start
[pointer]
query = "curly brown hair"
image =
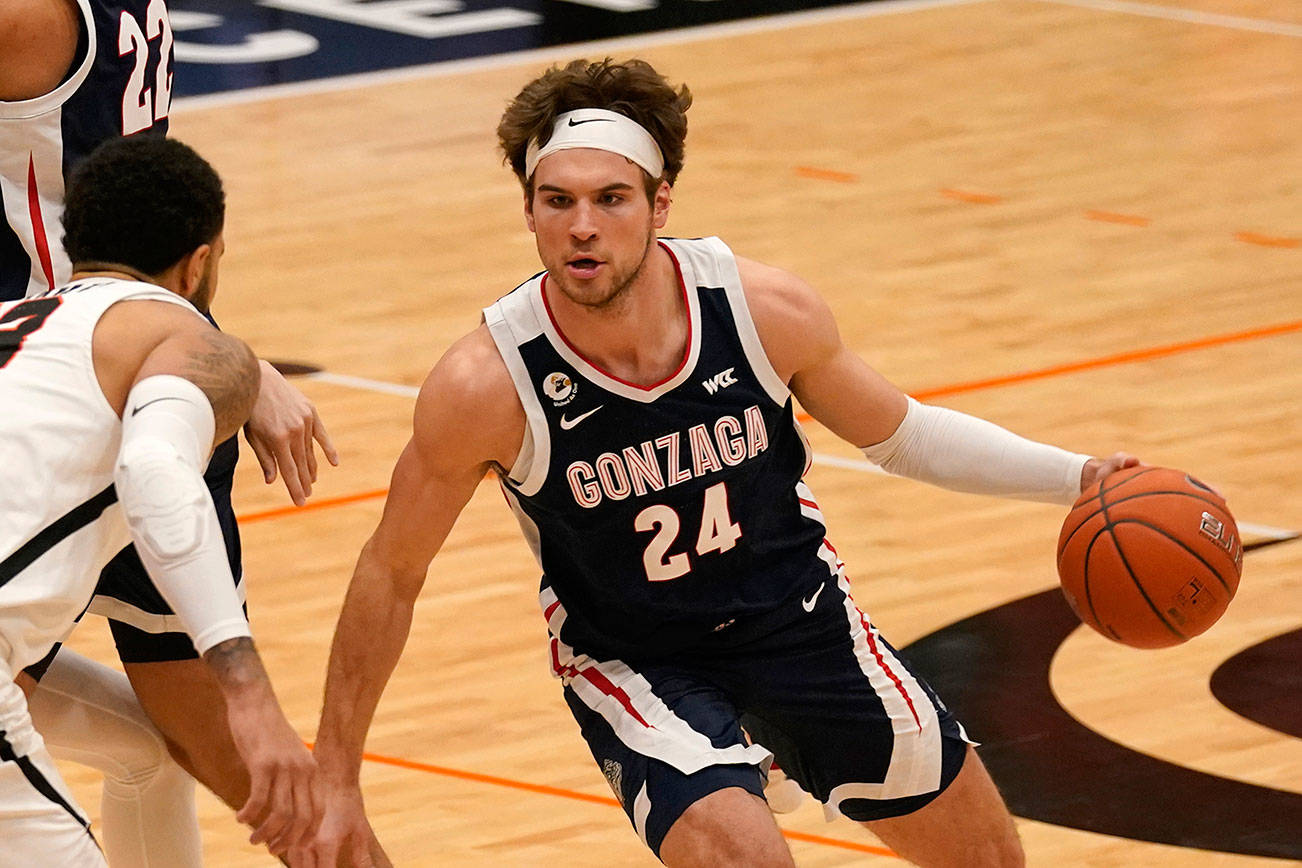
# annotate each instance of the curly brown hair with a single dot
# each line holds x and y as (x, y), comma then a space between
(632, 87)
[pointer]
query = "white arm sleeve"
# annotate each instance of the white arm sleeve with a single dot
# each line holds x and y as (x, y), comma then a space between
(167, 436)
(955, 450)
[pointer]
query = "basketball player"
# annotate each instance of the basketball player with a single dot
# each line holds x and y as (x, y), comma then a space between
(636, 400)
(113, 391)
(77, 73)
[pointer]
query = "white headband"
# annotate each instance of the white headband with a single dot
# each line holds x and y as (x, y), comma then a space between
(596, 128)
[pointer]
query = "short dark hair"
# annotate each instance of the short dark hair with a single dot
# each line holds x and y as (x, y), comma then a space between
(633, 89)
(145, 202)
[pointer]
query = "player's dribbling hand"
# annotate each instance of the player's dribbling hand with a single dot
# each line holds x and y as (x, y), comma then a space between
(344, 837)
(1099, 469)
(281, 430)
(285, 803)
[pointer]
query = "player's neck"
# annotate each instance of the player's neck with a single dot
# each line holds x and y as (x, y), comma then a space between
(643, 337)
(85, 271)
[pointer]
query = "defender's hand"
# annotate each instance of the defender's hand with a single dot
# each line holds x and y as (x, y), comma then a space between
end
Challenge:
Reproduce every line of the records above, requests included, but scale each x and y coordinate in the answers by 1.85 and round it to the nearest whole number, rounding halves up. Leave the pictures out of your answer.

Task result:
[pointer]
query = "curly brown hair"
image =
# annotate each instance of the curly brown hair with a single dot
# each line holds x and y as (x, y), comma then a space between
(1169, 161)
[pointer]
query = "white arm sleeve"
# annotate each instance of the white arm sleeve with a single dot
# each line holds x and y as (x, y), comma then a space between
(309, 807)
(1767, 833)
[pointer]
query = "basketball player"
# annotate each instance of the basketball player with a single dot
# each line holds x and y as (x, y), comma then a space between
(1177, 740)
(209, 723)
(142, 135)
[pointer]
query = "white headband"
# annotate each instance of the white headband with a single dot
# each line holds x and y as (x, y), comma then a space between
(1103, 237)
[pointer]
query = "short dark hair"
# annotate each instance of the short dark hair with a single dot
# each line holds x and y as (x, y), comma then a space between
(1171, 165)
(268, 374)
[pointer]
query = "player's dribbling hand"
# annotate each instance of the player's dribbling hand with a single dot
# each line holds x and y as (x, y), comma then a space between
(636, 1548)
(2033, 868)
(520, 796)
(527, 1486)
[pointer]
query = "player's neck"
# annotate each instance of the player's neck with a single dot
# each line holds x and y as (x, y), comma then a space between
(1190, 623)
(157, 501)
[pointer]
query = "defender's hand"
# annotate each instance of the defender's hand with a single dot
# each line holds x and y as (x, y), comma then a space between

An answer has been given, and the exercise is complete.